Exercise objective ▸ Reproduce all of the rows below, including their requests, and shift every point coordinate in the answers by adding 65 to each number. Omit the pictures from your output.

Source records ▸
•••

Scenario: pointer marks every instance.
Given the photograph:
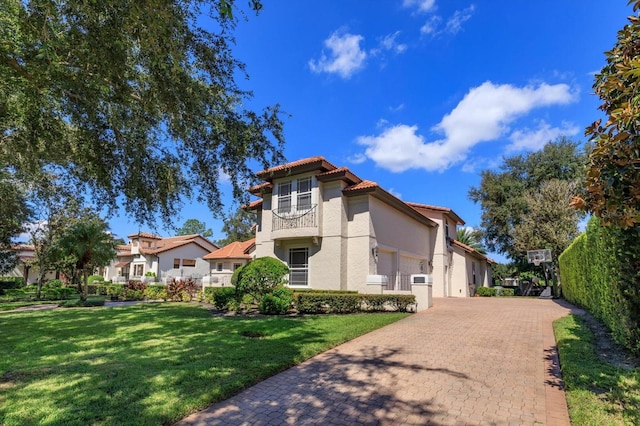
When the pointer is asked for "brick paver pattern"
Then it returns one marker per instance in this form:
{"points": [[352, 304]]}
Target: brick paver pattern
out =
{"points": [[477, 361]]}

•••

Output ▸
Scenario: pointer marks every instance.
Given the photograph:
When the pointer is asked for "brick paver pattern"
Then it returns one marker per instance in this form:
{"points": [[352, 304]]}
Target: brick paver pattern
out =
{"points": [[542, 426]]}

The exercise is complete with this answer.